→ Activité 1
Selon le texte fourni, combien de temps l'opération a-t-elle duré ?
→ Activité 2
Recopiez à l'identique le passage du texte fourni qui commence aux mots « Le grand jour » et s'arrête après les mots « même à l'extérieur... ».

Je me souviendrai toujours de ses tout premiers mots, avant même la consultation: «qu'est-ce que vous aimeriez que je vous dise?» Ce à quoi j'ai immédiatement répondu: «que vous allez tout enlever, qu'on en finisse une fois pour toutes».

Et puis il m'a examinée, sans un mot. Et m'a juste dit: «il faut vraiment enlever tout ça...». Il me restait toutefois un dernier obstacle à franchir: une attente d'un an et demi minimum.

Un mois plus tard, j'étais à deux doigts de mettre fin à mes jours. Je savais que je ne pourrais pas attendre plus longtemps. J'ai même fait une lettre pour ma famille... J'ai alors envoyé un courriel désespéré à l'hôpital. Et ce qui m'a sauvée, c'est l'appel — in extremis — du chirurgien qui m'a dit qu'il comprenait l'urgence de la situation et qu'il avait planifié mon opération trois semaines plus tard.

Le grand jour

Vint enfin le jour J, le 14 août dernier. Hystérectomie totale avec salpingo-ovariectomie bilatérale, soit l'ablation des ovaires, des trompes de Fallope et de l'utérus. Tout le bazar.

Après une opération de quatre heures, on m'a également enlevé un énorme kyste plein de sang potentiellement précancéreux, ainsi que des lésions dans l'abdomen. Les parois de mon utérus étaient gorgées de sang, comme une éponge, même à l'extérieur...

→ Informations

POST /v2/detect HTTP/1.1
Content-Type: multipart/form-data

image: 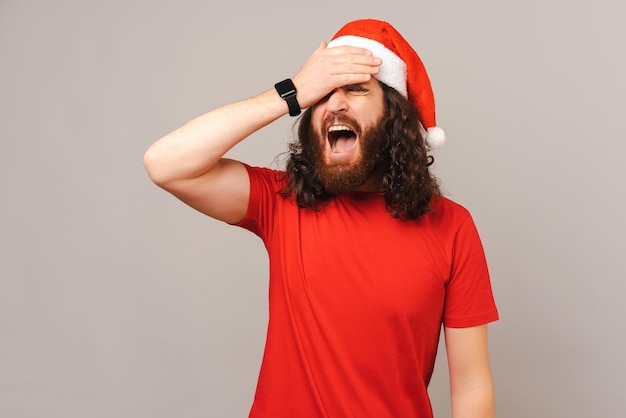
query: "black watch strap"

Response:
[274,78,301,116]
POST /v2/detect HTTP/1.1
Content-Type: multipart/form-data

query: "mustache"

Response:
[322,115,361,135]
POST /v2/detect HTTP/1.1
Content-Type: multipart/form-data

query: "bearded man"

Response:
[144,19,498,418]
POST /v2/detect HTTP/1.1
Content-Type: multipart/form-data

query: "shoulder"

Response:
[424,195,471,224]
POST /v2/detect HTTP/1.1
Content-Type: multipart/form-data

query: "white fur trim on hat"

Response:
[328,35,408,98]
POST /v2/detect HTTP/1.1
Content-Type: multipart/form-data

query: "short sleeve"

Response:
[443,214,499,328]
[236,164,284,240]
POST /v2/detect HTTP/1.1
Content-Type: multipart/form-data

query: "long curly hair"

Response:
[280,82,440,219]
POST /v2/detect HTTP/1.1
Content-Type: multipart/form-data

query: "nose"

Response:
[326,89,348,113]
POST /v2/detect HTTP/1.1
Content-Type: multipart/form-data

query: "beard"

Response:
[311,114,386,194]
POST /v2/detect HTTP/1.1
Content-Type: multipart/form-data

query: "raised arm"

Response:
[444,325,496,418]
[144,43,380,223]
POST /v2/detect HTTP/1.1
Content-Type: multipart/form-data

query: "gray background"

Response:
[0,0,626,418]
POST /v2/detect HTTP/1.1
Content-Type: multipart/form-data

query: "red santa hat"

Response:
[328,19,446,149]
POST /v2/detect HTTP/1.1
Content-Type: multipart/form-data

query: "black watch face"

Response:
[276,79,296,97]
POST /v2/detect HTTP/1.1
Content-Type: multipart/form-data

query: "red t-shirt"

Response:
[239,166,498,418]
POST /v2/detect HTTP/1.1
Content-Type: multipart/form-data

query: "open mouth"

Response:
[328,125,356,153]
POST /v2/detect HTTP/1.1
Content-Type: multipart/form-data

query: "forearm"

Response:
[451,381,496,418]
[144,89,287,185]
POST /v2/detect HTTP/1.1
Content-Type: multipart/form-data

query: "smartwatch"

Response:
[274,78,301,116]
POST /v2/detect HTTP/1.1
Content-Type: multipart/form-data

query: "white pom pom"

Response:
[426,126,446,149]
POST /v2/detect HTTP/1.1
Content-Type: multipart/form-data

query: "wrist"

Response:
[274,78,302,116]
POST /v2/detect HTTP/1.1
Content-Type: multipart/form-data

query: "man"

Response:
[145,19,498,418]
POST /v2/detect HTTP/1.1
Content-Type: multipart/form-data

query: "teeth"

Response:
[328,125,351,132]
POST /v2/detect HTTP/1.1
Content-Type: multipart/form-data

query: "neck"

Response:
[354,168,385,192]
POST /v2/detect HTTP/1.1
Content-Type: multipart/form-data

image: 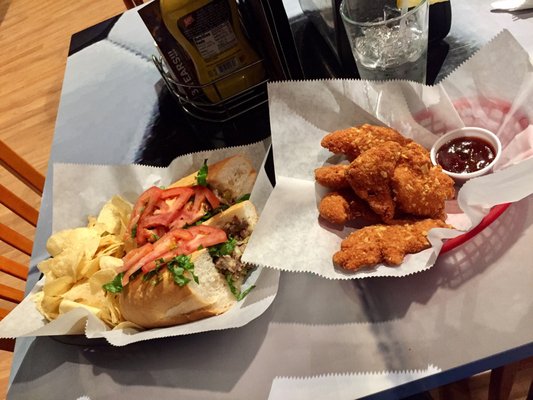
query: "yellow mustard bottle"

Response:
[160,0,265,103]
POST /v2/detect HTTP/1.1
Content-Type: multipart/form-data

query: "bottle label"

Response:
[178,0,240,72]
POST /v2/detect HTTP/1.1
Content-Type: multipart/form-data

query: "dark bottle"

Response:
[428,0,452,43]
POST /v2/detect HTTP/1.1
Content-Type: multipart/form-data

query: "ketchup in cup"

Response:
[430,127,502,182]
[437,137,496,174]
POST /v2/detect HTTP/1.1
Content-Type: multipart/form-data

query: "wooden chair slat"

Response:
[0,184,39,226]
[0,223,33,256]
[0,141,44,195]
[0,256,28,280]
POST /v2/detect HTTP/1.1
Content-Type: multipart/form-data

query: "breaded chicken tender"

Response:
[315,164,350,190]
[321,124,412,160]
[346,142,402,221]
[318,190,379,225]
[391,143,455,220]
[333,219,448,271]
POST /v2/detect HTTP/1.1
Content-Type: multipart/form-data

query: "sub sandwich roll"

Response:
[124,155,257,251]
[118,201,258,328]
[169,154,257,204]
[118,249,237,328]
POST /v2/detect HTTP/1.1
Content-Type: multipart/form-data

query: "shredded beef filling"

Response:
[215,217,249,279]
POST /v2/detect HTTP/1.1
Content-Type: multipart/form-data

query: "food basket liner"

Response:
[243,31,533,279]
[0,139,279,346]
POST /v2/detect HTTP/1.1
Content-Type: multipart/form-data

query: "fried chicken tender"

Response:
[318,190,380,225]
[321,124,412,160]
[315,165,350,190]
[346,142,455,223]
[391,143,455,220]
[346,142,402,221]
[333,219,448,271]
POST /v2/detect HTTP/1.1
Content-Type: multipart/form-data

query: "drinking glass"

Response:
[340,0,429,83]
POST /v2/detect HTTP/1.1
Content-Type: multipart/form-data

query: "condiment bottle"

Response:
[428,0,452,43]
[161,0,265,103]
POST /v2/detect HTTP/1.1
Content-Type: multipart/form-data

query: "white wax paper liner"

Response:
[0,140,279,346]
[243,31,533,279]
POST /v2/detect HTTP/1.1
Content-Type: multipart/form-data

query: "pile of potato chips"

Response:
[34,196,138,327]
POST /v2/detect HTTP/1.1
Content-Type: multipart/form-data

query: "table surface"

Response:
[8,0,533,400]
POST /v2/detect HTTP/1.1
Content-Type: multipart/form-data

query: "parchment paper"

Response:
[243,31,533,279]
[0,140,279,346]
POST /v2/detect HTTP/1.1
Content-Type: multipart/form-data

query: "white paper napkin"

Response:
[0,140,280,346]
[243,31,533,279]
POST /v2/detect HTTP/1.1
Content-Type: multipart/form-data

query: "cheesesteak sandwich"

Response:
[104,156,258,328]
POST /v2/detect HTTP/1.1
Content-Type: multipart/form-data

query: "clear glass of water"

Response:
[340,0,429,83]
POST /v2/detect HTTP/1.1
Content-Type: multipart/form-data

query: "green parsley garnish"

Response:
[208,237,237,258]
[196,159,207,186]
[102,272,124,293]
[222,274,251,301]
[194,204,229,225]
[167,255,199,286]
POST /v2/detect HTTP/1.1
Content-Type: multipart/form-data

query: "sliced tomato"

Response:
[181,225,228,252]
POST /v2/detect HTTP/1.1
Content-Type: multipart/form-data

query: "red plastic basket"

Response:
[415,97,529,254]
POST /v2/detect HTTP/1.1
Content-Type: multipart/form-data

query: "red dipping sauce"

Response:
[435,137,496,174]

→ Résultat 1
Quatre heures.

→ Résultat 2
Le grand jour

Vint enfin le jour J, le 14 août dernier. Hystérectomie totale avec salpingo-ovariectomie bilatérale, soit l'ablation des ovaires, des trompes de Fallope et de l'utérus. Tout le bazar.

Après une opération de quatre heures, on m'a également enlevé un énorme kyste plein de sang potentiellement précancéreux, ainsi que des lésions dans l'abdomen. Les parois de mon utérus étaient gorgées de sang, comme une éponge, même à l'extérieur...